(BRIEF) Each record below is to be copied word for word, with pictures removed.

(INPUT ROWS)
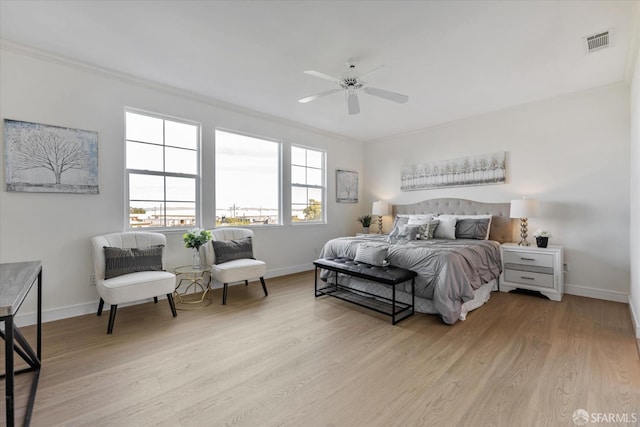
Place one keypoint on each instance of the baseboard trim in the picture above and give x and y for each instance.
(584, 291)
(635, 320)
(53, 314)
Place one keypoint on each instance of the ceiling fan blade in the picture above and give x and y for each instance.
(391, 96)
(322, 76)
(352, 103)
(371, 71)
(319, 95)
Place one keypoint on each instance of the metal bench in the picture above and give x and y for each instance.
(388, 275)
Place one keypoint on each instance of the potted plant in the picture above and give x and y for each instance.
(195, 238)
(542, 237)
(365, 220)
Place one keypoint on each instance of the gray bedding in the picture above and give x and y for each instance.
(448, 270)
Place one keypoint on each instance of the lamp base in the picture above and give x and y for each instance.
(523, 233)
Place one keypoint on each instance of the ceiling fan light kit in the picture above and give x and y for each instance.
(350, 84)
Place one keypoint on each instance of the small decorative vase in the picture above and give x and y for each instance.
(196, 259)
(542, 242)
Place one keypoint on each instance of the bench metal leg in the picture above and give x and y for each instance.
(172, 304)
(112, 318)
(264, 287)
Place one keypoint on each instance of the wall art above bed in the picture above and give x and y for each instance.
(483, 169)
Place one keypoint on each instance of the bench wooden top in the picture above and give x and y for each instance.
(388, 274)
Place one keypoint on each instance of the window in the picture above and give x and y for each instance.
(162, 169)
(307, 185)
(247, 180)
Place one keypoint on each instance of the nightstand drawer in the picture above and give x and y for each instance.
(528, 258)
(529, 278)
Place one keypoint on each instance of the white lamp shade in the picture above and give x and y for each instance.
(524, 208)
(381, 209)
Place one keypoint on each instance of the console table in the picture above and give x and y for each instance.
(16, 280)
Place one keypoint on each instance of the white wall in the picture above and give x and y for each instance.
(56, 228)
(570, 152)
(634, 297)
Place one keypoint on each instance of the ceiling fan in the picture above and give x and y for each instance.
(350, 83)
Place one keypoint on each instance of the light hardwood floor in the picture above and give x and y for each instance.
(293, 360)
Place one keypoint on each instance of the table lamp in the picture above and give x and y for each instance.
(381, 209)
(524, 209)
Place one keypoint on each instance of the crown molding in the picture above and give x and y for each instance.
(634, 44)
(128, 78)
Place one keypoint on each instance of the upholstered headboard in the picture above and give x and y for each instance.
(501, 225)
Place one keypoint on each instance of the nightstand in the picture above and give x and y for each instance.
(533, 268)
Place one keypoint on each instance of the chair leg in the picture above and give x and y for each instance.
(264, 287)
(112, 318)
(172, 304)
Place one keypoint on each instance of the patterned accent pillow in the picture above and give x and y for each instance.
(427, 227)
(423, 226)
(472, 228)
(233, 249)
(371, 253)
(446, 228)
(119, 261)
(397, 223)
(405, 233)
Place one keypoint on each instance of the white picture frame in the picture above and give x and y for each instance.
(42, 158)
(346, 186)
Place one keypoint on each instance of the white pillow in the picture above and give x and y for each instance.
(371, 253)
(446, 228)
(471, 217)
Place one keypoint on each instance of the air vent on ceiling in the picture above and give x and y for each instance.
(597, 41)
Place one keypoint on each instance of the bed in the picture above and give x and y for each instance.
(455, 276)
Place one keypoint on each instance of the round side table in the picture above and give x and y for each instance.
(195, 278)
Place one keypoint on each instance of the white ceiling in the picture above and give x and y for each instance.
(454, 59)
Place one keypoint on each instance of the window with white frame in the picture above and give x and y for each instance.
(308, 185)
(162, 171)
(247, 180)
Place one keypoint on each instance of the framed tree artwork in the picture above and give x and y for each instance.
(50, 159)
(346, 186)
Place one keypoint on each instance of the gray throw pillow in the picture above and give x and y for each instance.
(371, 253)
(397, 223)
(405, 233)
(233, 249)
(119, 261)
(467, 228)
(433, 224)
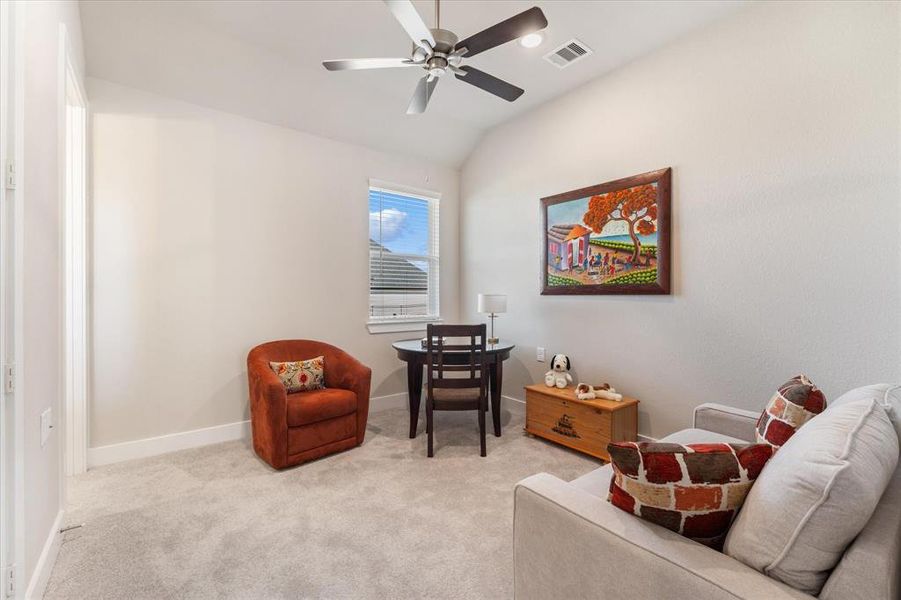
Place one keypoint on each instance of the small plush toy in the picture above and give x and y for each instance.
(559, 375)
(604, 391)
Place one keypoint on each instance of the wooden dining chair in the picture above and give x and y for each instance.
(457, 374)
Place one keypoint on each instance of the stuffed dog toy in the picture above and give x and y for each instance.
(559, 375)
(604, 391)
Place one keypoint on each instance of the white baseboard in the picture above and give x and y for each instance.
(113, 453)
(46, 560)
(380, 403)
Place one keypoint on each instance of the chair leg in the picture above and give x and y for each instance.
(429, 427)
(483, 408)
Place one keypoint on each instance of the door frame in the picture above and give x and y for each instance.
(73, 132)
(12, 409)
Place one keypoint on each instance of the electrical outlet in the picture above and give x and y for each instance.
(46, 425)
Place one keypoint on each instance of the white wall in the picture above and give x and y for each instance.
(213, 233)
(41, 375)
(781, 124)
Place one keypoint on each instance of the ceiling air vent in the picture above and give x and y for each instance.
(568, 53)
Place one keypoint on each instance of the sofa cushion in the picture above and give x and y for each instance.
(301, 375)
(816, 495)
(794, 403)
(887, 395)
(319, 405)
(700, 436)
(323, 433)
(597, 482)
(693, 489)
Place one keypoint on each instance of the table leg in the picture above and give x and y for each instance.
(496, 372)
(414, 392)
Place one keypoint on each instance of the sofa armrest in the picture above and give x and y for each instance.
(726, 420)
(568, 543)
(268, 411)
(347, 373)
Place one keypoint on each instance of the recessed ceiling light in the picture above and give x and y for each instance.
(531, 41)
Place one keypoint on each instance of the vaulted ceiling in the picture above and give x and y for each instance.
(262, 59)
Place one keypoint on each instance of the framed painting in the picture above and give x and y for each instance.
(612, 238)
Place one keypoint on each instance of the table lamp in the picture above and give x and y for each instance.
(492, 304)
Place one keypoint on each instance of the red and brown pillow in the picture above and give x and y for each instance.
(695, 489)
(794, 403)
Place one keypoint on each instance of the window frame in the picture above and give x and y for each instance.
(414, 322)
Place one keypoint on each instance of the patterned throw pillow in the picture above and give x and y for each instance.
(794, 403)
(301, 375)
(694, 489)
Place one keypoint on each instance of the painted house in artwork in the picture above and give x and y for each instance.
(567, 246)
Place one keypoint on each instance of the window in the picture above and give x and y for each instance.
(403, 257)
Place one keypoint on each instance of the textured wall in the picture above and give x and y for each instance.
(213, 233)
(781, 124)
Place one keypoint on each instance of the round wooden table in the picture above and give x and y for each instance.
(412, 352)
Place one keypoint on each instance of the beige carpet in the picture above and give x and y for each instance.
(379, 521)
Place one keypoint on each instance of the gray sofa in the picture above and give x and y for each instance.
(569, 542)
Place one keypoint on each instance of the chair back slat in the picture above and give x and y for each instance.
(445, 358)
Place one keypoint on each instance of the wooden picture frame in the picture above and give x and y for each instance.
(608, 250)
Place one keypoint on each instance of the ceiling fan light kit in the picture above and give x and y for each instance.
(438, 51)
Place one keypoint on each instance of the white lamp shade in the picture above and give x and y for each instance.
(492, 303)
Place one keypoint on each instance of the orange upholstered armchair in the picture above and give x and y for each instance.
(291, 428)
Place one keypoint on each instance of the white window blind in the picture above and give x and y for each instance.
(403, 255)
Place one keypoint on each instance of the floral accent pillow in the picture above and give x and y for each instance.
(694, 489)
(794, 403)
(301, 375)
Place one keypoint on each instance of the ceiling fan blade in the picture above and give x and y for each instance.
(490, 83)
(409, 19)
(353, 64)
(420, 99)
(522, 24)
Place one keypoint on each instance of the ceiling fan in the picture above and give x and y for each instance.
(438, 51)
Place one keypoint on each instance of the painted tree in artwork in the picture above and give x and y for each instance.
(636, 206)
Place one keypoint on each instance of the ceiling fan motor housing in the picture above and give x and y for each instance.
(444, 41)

(SOLUTION FOR THIS EXERCISE)
Place one keypoint on each instance of the baseboard trim in the picture above and give x and y for each instance.
(584, 291)
(635, 320)
(53, 314)
Place one keypoint on each instance of the ceiling fan blade in the picture above and give x and y for each instance.
(391, 96)
(322, 76)
(352, 103)
(371, 71)
(319, 95)
Place one keypoint on each instance of the metal bench in the picture above and give x and y for each instance.
(388, 275)
Place one keypoint on each instance of the potted plant in the picture above and give x and y for each instance.
(195, 238)
(542, 237)
(365, 220)
Place one keypoint on each instance of the gray bedding in the picture above and give x and y for each instance.
(448, 270)
Place one keypoint on each instance of the lamp base in the picture above and give x and y for each instance.
(523, 233)
Place one keypoint on each instance of the ceiling fan light kit in the picture above and give x and y for each instance.
(350, 84)
Place one keypoint on each instance of the small decorative vase in the picture above and give x and y for each instance.
(196, 259)
(542, 242)
Place one keypoint on each instance of the bench metal leg in the picture above and give x and y for each instance.
(172, 304)
(112, 318)
(264, 287)
Place one keypoint on each instance of the wall art above bed in the picture above and give x and y for each instance.
(483, 169)
Place one keypoint on each instance of the bench wooden top in the picture above and give x and y for each instance.
(388, 274)
Place one keypoint on each instance of the window in the picture above and give x and y for each instance.
(162, 169)
(307, 185)
(247, 180)
Place one keypoint on each instance of the nightstand drawer in the picture above and give x and y for each instance.
(528, 258)
(529, 278)
Place one keypoint on each instance of the white lamp shade in the picture above and give x and y for each instance.
(524, 208)
(381, 209)
Place one keypoint on each instance of the console table in the picture above and give x and y for each instance.
(16, 280)
Place one keypoint on each instance of the white wall in the picture above and give x and y for each instance.
(56, 228)
(570, 152)
(634, 297)
Place one keypoint on each instance of the ceiling fan in the picture above and give x and y for each instance.
(350, 83)
Place one keypoint on each instance of the light hardwood floor in the picture above and give x and y for each instance.
(293, 360)
Place one keypoint on each instance of the table lamp in the picture above and give x and y for each instance.
(381, 209)
(524, 209)
Place one keypoint on each instance of the crown molding in the picture above and give x and y for each instance.
(634, 44)
(128, 78)
Place one keypoint on each instance of the upholstered headboard in the picture above and give x and y for each instance.
(501, 225)
Place one keypoint on each instance of the nightstand in the picture above and give x and y for each instance.
(533, 268)
Place one keypoint on each instance of the chair leg in the picture above and give x and y for each instance.
(264, 287)
(112, 318)
(172, 304)
Place one keypoint on each instance of the patterned accent pillow in the picture above and give x and y for each instance.
(427, 227)
(423, 226)
(472, 228)
(233, 249)
(371, 253)
(446, 228)
(119, 261)
(397, 223)
(405, 233)
Place one keypoint on each instance of the white picture frame in the picture above and give x and y for each instance.
(42, 158)
(346, 186)
Place one keypoint on each instance of the white pillow in the picture above and give x and y for each instance.
(371, 253)
(446, 228)
(471, 217)
Place one keypoint on each instance of the air vent on ceiling in the picture above and give x and y for each instance.
(597, 41)
Place one keypoint on each instance of the bed in the picture above and give x and y for each instance.
(455, 276)
Place one keypoint on each instance of the round side table in the picture above and give x and y for each instance.
(195, 278)
Place one keypoint on each instance of the white ceiling in the picture above and give x and y for each instance.
(454, 59)
Place one keypoint on each instance of the window with white frame in the picture above and give x and y for each instance.
(308, 185)
(162, 171)
(247, 180)
Place one keypoint on each instance of the framed tree artwork in the picture above and give x and y for each instance.
(50, 159)
(346, 186)
Place one keypoint on each instance of the gray throw pillow in the picture above and give x and y for each instance.
(371, 253)
(397, 223)
(405, 233)
(233, 249)
(119, 261)
(467, 228)
(433, 224)
Place one keypoint on each instance of the small plush toy in the picture above and give x and y for each instance.
(559, 375)
(604, 391)
Place one keypoint on each instance of the wooden dining chair in the picture above and give x and y for each instance.
(457, 374)
Place one keypoint on each instance of the stuffed dog toy in the picture above and give x and y for each instance.
(559, 375)
(604, 391)
Place one keypoint on each instance of the white baseboard in the picture above and give x and y for each instance.
(113, 453)
(46, 560)
(380, 403)
Place one keypoint on each instance of the chair leg in the picture above and give x and y for each instance.
(429, 427)
(483, 408)
Place one keypoint on each instance of the door frame in the picture above and give x and y for each instance.
(73, 132)
(12, 409)
Place one keypoint on each instance of the electrical outlet in the picture above and give x and y for each instance.
(46, 425)
Place one keypoint on each instance of the white wall in the picture above and give x and y for each instance.
(213, 233)
(41, 375)
(781, 124)
Place one keypoint on each instance of the ceiling air vent in the picture above and give x and y for each instance.
(568, 53)
Place one keypoint on each instance of the sofa cushion in the picture above and give x and y for each instance.
(301, 375)
(816, 495)
(794, 403)
(887, 395)
(319, 405)
(700, 436)
(323, 433)
(597, 482)
(693, 489)
Place one keypoint on each instance of the table leg in the picture above and give x and y for each instance.
(496, 372)
(414, 392)
Place one keypoint on each instance of the sofa armrest in the picture above and give x and y for each instance.
(726, 420)
(568, 543)
(268, 411)
(347, 373)
Place one keypoint on each instance of the recessed ceiling light in the picture above and give x and y for each instance.
(531, 41)
Place one keypoint on each instance of the vaulted ceiling in the picture above and give x and y for each instance.
(262, 59)
Place one keypoint on each instance of the framed painting in the picture above and give x and y for each instance.
(612, 238)
Place one keypoint on each instance of the table lamp in the picture above and give x and y for each instance.
(492, 304)
Place one keypoint on each instance of the red and brown pillow in the picture above and give x and y for each instance.
(695, 489)
(794, 403)
Place one keypoint on each instance of the window frame in the picture above and give x and y for each instance.
(414, 322)
Place one keypoint on each instance of the patterned throw pillow in the picture above and give x and y for each instance.
(794, 403)
(301, 375)
(694, 489)
Place one keypoint on each instance of the painted house in artwork in the picture above and give x and y for each instance.
(567, 246)
Place one keypoint on each instance of the window in the picture above and give x and y for each instance.
(403, 257)
Place one keypoint on each instance of the textured wall in the picture above and give x and y for each instance.
(213, 233)
(781, 124)
Place one keypoint on each instance of the round wooden table in the picture above and give x and y for each instance.
(412, 352)
Place one keypoint on each instance of the beige carpet in the picture above and give x and y for each instance.
(379, 521)
Place one keypoint on each instance of the gray sofa in the picture above and give x and y for each instance.
(569, 542)
Place one keypoint on each instance of the chair back slat in the picture above and give x and y for each instance.
(445, 358)
Place one keypoint on each instance of the wooden picture frame in the picture above and give x and y for each instance.
(608, 250)
Place one keypoint on each instance of the ceiling fan light kit in the picture above and give x and y for each instance.
(438, 51)
Place one keypoint on each instance of the white lamp shade in the picture above and give x and y for each instance.
(492, 303)
Place one keypoint on each instance of the orange upholstered armchair in the picture above and give x and y for each instance.
(291, 428)
Place one keypoint on each instance of the white window blind in the picture above and give x and y for each instance.
(403, 255)
Place one keypoint on each instance of the floral accent pillow in the picture above and give x and y for each instance.
(694, 489)
(794, 403)
(301, 375)
Place one keypoint on each instance of the ceiling fan blade in the picture above and give x and y for each instance.
(490, 83)
(409, 19)
(353, 64)
(420, 99)
(522, 24)
Place one keypoint on each instance of the ceiling fan in the picture above and give x and y for each instance.
(438, 51)
Place one keypoint on each instance of the painted tree in artwork in the picture above and give x and y for each instance.
(636, 206)
Place one keypoint on each instance of the ceiling fan motor housing in the picture above and give x and y for each instance.
(444, 41)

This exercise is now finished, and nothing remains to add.